● **Written task**: Copy exactly the run of lines that begins at the line with "locate sweater sleeve, a point per instance." and ends at the final line of the entries.

Object point labels:
------------------------------------------------------------------------
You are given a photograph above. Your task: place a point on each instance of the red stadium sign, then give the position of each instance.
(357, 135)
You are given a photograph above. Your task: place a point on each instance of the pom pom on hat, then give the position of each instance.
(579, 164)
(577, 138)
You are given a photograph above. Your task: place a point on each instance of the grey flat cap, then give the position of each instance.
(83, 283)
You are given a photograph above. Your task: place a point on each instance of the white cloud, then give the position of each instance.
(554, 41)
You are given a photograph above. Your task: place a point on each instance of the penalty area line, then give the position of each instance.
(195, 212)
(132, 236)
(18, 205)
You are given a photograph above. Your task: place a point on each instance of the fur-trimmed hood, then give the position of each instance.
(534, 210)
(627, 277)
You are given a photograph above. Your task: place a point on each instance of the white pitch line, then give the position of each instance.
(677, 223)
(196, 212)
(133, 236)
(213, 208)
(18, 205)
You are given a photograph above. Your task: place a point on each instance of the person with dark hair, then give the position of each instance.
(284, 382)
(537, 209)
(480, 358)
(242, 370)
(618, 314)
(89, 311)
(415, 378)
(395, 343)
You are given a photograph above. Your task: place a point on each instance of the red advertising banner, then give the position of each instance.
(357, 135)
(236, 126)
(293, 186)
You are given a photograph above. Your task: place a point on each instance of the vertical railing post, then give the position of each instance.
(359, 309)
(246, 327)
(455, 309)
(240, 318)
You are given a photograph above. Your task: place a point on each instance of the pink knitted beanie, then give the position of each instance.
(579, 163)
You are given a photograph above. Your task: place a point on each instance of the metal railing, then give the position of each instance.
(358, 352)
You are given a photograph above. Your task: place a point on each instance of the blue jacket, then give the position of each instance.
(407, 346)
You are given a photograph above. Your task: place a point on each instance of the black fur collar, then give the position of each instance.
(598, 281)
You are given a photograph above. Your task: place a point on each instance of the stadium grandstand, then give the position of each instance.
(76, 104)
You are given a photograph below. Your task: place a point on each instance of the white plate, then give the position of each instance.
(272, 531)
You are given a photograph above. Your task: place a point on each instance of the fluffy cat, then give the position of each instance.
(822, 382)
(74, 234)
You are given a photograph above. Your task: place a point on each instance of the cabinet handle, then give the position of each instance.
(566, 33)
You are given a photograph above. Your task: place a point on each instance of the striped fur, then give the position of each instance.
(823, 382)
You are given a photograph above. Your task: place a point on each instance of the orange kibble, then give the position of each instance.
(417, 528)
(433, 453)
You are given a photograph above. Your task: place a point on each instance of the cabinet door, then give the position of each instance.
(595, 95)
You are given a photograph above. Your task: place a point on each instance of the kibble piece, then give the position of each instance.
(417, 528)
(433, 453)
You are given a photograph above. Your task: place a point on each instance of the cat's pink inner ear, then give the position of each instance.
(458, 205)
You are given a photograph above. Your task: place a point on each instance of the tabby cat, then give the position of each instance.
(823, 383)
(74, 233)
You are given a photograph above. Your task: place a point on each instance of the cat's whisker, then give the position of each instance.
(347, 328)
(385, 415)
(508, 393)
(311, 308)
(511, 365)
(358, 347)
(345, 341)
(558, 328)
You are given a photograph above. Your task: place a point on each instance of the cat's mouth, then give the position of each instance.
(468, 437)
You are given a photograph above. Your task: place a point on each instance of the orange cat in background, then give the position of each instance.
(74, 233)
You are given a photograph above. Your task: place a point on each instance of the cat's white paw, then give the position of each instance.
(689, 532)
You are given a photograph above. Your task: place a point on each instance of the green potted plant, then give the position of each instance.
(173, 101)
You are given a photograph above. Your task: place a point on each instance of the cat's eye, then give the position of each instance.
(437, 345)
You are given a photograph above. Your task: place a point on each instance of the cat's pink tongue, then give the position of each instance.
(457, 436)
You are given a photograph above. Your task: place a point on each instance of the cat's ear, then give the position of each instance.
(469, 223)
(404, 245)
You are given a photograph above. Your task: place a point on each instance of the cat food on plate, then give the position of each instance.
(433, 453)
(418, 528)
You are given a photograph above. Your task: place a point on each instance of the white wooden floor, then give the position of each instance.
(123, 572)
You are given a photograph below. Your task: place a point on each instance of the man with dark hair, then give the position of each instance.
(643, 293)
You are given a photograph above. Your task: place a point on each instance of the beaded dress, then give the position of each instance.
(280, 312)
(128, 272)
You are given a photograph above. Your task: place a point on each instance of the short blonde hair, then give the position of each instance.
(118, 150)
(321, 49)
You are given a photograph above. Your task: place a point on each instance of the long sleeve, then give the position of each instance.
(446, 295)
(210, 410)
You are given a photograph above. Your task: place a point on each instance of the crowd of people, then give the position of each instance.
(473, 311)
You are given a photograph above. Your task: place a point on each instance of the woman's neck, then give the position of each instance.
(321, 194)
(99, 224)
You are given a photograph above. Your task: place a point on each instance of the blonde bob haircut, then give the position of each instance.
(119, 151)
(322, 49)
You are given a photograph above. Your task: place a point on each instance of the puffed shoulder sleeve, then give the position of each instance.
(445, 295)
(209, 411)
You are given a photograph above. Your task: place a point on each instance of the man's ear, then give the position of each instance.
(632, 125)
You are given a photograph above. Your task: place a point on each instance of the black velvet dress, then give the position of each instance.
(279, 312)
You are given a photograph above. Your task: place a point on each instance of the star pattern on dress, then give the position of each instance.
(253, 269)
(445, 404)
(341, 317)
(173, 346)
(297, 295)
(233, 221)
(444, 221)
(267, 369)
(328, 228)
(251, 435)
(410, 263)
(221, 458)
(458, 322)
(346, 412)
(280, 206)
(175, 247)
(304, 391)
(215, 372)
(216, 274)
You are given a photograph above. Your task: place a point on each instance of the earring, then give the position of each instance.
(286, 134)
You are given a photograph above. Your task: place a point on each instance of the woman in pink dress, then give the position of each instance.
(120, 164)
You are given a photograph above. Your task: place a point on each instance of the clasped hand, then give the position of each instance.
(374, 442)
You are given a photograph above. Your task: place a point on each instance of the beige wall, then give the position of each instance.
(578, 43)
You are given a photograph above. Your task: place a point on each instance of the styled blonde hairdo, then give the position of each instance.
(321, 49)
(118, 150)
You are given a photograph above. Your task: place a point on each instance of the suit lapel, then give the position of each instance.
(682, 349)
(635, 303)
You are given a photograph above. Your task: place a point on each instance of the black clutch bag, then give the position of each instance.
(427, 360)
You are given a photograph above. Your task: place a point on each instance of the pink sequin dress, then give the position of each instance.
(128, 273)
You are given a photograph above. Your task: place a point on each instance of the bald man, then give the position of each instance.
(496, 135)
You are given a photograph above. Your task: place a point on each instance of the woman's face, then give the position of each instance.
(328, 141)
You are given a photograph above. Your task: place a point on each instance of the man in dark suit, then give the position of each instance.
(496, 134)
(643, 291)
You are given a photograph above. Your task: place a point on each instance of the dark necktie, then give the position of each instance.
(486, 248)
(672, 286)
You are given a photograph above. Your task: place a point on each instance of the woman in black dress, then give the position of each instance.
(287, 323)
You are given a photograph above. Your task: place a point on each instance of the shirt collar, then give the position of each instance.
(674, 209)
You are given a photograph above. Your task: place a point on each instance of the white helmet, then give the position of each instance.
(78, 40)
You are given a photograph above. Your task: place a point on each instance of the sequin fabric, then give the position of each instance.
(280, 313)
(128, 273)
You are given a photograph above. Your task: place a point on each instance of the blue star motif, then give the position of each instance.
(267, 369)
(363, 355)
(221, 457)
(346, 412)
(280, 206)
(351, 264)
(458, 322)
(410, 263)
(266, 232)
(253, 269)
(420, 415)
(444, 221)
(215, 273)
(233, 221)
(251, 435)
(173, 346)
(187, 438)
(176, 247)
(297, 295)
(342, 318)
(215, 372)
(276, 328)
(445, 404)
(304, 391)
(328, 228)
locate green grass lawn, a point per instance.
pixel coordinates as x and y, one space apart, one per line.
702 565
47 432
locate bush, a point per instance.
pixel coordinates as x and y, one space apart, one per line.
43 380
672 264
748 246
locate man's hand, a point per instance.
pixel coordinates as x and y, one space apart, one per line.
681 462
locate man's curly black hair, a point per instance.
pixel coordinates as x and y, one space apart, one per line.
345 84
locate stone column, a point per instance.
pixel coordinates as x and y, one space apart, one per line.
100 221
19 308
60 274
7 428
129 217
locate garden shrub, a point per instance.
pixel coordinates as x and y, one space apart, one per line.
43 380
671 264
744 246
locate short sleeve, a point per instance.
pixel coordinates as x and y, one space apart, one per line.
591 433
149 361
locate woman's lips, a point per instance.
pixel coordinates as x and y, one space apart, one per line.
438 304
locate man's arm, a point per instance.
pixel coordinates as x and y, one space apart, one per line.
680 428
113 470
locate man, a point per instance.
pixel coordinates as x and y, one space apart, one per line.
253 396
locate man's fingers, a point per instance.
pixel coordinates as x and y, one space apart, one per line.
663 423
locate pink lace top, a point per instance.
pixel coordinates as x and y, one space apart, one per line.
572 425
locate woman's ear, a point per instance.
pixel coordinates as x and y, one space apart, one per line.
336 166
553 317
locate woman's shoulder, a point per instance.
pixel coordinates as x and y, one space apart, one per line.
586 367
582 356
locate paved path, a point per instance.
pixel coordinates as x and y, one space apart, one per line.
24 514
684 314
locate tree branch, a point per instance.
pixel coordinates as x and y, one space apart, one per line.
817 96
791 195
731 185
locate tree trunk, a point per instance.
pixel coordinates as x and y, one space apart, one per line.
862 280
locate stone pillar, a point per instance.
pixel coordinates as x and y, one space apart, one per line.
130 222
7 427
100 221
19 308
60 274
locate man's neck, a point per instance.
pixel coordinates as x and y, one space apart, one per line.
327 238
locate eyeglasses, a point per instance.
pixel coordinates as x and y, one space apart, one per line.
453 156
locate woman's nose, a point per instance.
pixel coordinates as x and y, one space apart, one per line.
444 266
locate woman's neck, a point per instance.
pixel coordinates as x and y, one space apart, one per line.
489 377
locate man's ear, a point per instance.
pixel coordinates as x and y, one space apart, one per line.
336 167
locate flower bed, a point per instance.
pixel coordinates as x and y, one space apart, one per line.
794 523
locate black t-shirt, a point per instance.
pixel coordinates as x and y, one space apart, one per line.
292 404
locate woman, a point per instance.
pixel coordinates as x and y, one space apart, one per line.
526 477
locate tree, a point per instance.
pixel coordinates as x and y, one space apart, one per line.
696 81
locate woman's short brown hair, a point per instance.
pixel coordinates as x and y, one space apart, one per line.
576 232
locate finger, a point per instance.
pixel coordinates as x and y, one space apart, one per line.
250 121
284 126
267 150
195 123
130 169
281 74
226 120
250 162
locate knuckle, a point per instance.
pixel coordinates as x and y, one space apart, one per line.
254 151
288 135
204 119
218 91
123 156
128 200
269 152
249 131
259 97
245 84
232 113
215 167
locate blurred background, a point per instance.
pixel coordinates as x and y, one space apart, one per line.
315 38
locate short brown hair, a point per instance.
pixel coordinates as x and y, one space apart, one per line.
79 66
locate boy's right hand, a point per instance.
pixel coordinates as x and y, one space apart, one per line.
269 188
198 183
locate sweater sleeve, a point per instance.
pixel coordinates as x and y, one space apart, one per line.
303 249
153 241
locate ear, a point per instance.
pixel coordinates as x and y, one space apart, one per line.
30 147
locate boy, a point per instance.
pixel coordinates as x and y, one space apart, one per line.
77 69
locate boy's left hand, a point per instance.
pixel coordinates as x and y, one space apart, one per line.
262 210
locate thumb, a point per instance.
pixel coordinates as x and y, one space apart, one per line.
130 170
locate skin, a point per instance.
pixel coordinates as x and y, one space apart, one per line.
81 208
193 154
------------------------------------------------------------------------
● **Reply**:
locate sweater sleeve, a point per instance.
pixel coordinates as x and y, one space apart, one per line.
303 249
153 241
locate ear, a point per instance.
pixel coordinates as x and y, one space apart, one per line.
30 147
locate boy, a point per instance.
pixel coordinates as x and y, one space apart, one per line.
77 69
locate boy's left hand, a point per instance.
pixel coordinates as x and y, one space apart, one per line.
262 210
locate thumb, a point per instance.
pixel coordinates as x and y, one space apart, one per line.
130 170
locate skin, a point per instance.
pixel coordinates as x and y, one space apart, one per line.
81 208
193 154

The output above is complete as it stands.